Page extract:
--- START ---
Supraglottic airways versus tracheal intubation for OHCA

Whilst the 2010 European Resusciation Council (ERC) guidelines confirm ‘There is insufficient evidence to support or refute the use of any specific technique to maintain an airway and provide ventilation in adults with cardiopulmonary arrest.’ They go on to confirm that despite this ‘tracheal intubation is perceived as the optimal method of providing and maintaining a clear and secure airway.’ However, they also point out that without adequate training and experience, the incidence of complications with tracheal intubation can be unacceptably high.

As a result, in some countries, such as the UK, there has been a general move towards the use of supraglottic airway devices in the pre-hospital setting. This has been supported by the Joint Royal Colleges Ambulance Liaison Committee (JRCALC) Airway Working Group, who in 2008 published ‘A Critical Reassessment of Ambulance Service Airway Management in Pre-Hospital Care’, which recommended that ‘The majority of those managing patients’ airways in the pre-hospital setting should be trained to insert a supraglottic airway device instead of a tracheal tube’. The College of Paramedics outlined a number of concerns and reservations with this approach, but despite this, the use of supraglottic airways for OHCA has increased in the UK.
--- END ---
Material shown:
--- START ---
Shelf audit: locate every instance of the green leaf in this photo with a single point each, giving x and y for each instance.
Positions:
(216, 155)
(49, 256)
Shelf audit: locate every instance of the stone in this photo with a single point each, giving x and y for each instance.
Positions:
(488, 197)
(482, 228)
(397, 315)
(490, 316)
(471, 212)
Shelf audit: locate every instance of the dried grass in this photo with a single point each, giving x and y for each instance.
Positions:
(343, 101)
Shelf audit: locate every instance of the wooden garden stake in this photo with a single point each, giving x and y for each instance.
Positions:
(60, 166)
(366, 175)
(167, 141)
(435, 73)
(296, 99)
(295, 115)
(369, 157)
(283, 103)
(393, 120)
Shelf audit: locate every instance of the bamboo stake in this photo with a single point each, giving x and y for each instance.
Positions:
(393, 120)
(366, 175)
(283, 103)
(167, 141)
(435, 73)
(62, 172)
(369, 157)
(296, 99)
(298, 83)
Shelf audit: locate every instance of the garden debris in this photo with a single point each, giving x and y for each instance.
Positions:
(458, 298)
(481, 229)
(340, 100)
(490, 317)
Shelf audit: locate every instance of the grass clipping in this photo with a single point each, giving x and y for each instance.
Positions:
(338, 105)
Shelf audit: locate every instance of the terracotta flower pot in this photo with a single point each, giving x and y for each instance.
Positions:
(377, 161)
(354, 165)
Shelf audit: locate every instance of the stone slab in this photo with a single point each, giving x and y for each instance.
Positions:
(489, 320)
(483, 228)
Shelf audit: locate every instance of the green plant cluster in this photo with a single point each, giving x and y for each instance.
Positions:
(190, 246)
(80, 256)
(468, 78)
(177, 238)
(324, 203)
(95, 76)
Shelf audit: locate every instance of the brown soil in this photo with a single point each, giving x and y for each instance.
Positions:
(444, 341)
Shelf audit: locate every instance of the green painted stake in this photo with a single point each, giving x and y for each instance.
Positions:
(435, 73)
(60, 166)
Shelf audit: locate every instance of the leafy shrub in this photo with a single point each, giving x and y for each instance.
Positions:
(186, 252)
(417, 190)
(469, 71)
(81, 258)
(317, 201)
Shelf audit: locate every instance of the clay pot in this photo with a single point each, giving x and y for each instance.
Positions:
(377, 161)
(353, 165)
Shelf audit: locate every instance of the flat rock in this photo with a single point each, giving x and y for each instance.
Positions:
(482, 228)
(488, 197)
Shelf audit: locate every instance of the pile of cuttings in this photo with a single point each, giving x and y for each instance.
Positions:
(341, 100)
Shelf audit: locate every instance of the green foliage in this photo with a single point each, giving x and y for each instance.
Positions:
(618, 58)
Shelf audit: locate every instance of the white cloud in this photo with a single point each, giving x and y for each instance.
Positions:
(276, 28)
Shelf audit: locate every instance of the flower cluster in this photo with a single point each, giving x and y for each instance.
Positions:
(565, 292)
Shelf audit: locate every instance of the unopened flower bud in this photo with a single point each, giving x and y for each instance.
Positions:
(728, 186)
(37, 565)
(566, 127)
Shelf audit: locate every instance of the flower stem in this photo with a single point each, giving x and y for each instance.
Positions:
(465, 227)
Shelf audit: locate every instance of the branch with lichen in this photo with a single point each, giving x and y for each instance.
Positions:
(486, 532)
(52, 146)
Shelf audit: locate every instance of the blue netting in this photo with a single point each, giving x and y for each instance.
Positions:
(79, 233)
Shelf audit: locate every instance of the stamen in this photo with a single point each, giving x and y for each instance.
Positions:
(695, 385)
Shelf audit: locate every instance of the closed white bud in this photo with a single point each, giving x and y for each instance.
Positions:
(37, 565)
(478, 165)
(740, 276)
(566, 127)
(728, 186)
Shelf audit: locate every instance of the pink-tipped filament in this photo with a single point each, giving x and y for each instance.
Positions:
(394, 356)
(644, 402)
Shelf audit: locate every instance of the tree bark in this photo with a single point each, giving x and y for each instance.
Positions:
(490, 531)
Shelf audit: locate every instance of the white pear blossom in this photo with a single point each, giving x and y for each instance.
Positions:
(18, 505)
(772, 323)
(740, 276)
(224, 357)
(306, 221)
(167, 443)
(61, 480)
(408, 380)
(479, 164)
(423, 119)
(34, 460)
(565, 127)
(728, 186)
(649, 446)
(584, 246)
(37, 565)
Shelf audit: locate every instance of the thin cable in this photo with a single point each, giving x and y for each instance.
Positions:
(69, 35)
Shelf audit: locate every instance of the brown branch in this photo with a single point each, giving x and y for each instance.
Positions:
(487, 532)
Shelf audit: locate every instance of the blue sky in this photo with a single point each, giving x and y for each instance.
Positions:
--- END ---
What to do:
#1 List every passage in the supraglottic airways text that appears inside single quotation marks.
#2 Reproduce the part of the supraglottic airways text starting with "As a result, in" and going on through "increased in the UK.".
#3 In the supraglottic airways text, in what year did the Joint Royal Colleges Ambulance Liaison Committee Airway Working Group publish its reassessment of ambulance service airway management?

Replies:
#1
- There is insufficient evidence to support or refute the use of any specific technique to maintain an airway and provide ventilation in adults with cardiopulmonary arrest.
- tracheal intubation is perceived as the optimal method of providing and maintaining a clear and secure airway.
- A Critical Reassessment of Ambulance Service Airway Management in Pre-Hospital Care
- The majority of those managing patients' airways in the pre-hospital setting should be trained to insert a supraglottic airway device instead of a tracheal tube

#2
As a result, in some countries, such as the UK, there has been a general move towards the use of supraglottic airway devices in the pre-hospital setting. This has been supported by the Joint Royal Colleges Ambulance Liaison Committee (JRCALC) Airway Working Group, who in 2008 published ‘A Critical Reassessment of Ambulance Service Airway Management in Pre-Hospital Care’, which recommended that ‘The majority of those managing patients’ airways in the pre-hospital setting should be trained to insert a supraglottic airway device instead of a tracheal tube’. The College of Paramedics outlined a number of concerns and reservations with this approach, but despite this, the use of supraglottic airways for OHCA has increased in the UK.

#3 2008